* **Document passage**
■ ■ ■ ■

Lin, Bingqing; Pang, Zhen

doi:10.1186/s12864-018-5390-6

Methodology article
Open access
Published: 11 January 2019

Stability of methods for differential expression analysis of RNA-seq data

BMC Genomics volume 20, Article number: 35 (2019) Cite this article

4200 Accesses
11 Citations
3 Altmetric
Metrics details

Abstract

Background

As RNA-seq becomes the assay of choice for measuring gene expression levels, differential expression analysis has received extensive attentions of researchers. To date, for the evaluation of DE methods, most attention has been paid on validity. Yet another important aspect of DE methods, stability, is overlooked and has not been studied to the best of our knowledge.

Results

In this study, we empirically show the need of assessing stability of DE methods and propose a stability metric, called Area Under the Correlation curve (AUCOR), that generates the perturbed datasets by a mixture distribution and combines the information of similarities between sets of selected features from these perturbed datasets and the original dataset.

Conclusion

Empirical results support that AUCOR can effectively rank the DE methods in terms of stability for given RNA-seq datasets. In addition, we explore how biological or technical factors from experiments and data analysis affect the stability of DE methods. AUCOR is implemented in the open-source R package AUCOR, with source code freely available at https://github.com/linbingqing/stableDE.

Background

RNA sequencing (RNA-seq) has now been the most popular technology for genome-wide differential expression (DE) analysis due to its advantages over other technologies, such as high resolution, less bias and relatively low cost. In the past few years, dozens of DE analysis methods have been proposed in three mainstream strategies: (1) Read counts of features are directly fit by a presumed discrete distribution, either Poisson or Negative Binomial (NB) distribution, such as PoissonSeq [1], edgeR [2], DESeq2 [3] and variations of dispersion estimation under both Frequentist and Bayesian frameworks [4, 5]. (2) Raw counts of reads are log-transformed and statistical method based on normal distribution is applied hereafter, like in Voom [6]. (3) No underlying distribution is assumed on read counts, like in SAMseq [7], NOISeq [8] and LFCseq [9]. These methods could avoid possibly misspecified distributions and/or moderate the effect of outliers. While DE methods have been applied to identify features whose expression levels change between conditions and there have been many efforts to systematically compare these methods [10–12], an important question that has not been fully addressed is: how reliable is the selected set of features? Two aspects that are important and of interest to researchers about the reliability of the selected set of features are stability and validity:

Stability measures the consistency of feature discoveries across datasets from different experiments or platforms. In other words, stability is a metric of reproducibility and answers important questions: if there are small perturbations during the experiments or preprocessing of the datasets, or the experiment was rerun a second time, does the set of selected features remain the same? How similar are these sets of selected features to each other?

■ ■ ■ ■

* **Work order A**
Please transcribe the RNA-seq article word for word, starting at "In this study, we" and ending at "the original dataset.".
* **Work order B**
Name every differential expression method the RNA-seq article cites as an example within its three mainstream strategies.
* **Work order C**
Based on the RNA-seq article, is each statement true? (i) AUCOR is implemented in an R package. (ii) The article was published in 2018. (iii) Voom fits raw read counts directly with a Negative Binomial distribution. Answer yes or no for each and quote the words that decide it.
The listing that follows the RNA-seq article comes from a separate source.

Records from a data source:
■ ■ ■ ■

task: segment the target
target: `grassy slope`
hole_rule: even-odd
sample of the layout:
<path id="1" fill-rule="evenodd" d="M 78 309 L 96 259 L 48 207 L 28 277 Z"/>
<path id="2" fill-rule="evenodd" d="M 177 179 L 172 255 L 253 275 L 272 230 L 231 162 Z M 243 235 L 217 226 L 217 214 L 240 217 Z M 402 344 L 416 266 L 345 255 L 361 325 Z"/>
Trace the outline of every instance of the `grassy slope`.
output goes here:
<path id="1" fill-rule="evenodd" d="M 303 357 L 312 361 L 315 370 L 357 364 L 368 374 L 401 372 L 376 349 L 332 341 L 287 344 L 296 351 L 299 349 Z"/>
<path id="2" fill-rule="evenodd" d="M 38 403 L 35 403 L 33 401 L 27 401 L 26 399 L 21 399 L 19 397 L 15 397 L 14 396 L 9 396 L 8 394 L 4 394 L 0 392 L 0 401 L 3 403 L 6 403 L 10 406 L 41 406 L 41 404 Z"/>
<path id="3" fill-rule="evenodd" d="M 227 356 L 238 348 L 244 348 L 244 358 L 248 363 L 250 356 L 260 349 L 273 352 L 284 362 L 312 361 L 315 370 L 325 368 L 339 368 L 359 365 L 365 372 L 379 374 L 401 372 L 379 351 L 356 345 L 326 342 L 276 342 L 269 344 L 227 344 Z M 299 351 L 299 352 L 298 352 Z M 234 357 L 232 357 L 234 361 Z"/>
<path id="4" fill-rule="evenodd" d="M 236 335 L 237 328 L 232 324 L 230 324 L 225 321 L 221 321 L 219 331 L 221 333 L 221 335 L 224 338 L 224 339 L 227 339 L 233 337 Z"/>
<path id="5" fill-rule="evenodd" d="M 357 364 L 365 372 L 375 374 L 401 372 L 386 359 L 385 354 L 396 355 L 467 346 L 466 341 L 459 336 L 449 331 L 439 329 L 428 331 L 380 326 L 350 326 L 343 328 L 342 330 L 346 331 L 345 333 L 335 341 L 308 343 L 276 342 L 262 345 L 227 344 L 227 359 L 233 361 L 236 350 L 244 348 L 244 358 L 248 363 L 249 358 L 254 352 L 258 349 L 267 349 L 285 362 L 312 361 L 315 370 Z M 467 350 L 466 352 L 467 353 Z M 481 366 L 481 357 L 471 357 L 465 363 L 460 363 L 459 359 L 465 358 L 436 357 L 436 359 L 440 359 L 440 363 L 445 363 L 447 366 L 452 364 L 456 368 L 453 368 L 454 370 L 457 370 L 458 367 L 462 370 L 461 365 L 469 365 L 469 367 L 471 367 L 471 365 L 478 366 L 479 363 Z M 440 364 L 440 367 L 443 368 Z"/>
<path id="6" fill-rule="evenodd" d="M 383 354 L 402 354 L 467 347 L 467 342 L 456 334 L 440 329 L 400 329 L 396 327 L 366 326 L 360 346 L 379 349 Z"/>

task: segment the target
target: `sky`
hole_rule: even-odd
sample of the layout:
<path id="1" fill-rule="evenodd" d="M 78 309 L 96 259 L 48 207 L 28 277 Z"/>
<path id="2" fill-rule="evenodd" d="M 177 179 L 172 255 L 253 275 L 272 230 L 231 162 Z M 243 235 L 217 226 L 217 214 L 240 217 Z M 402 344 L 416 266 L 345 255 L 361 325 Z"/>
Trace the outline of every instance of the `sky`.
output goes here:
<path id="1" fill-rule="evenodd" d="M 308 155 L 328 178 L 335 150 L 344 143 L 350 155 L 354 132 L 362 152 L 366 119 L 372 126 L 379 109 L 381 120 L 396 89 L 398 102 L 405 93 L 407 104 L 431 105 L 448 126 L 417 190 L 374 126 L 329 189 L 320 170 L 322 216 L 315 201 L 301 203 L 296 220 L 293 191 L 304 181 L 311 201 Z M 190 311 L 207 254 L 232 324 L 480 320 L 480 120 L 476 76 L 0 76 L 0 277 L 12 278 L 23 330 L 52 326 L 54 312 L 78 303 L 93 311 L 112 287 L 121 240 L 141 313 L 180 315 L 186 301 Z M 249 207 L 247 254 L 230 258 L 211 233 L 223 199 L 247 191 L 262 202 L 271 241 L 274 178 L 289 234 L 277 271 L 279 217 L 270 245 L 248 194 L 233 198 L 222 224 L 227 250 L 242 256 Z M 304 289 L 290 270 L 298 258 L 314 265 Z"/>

■ ■ ■ ■

* **Response A**
In this study, we empirically show the need of assessing stability of DE methods and propose a stability metric, called Area Under the Correlation curve (AUCOR), that generates the perturbed datasets by a mixture distribution and combines the information of similarities between sets of selected features from these perturbed datasets and the original dataset.

* **Response B**
PoissonSeq, edgeR, DESeq2, Voom, SAMseq, NOISeq, LFCseq

* **Response C**
(i) Yes: "AUCOR is implemented in the open-source R package AUCOR"
(ii) No: "Published: 11 January 2019"
(iii) No: "Raw counts of reads are log-transformed and statistical method based on normal distribution is applied hereafter, like in Voom [6]."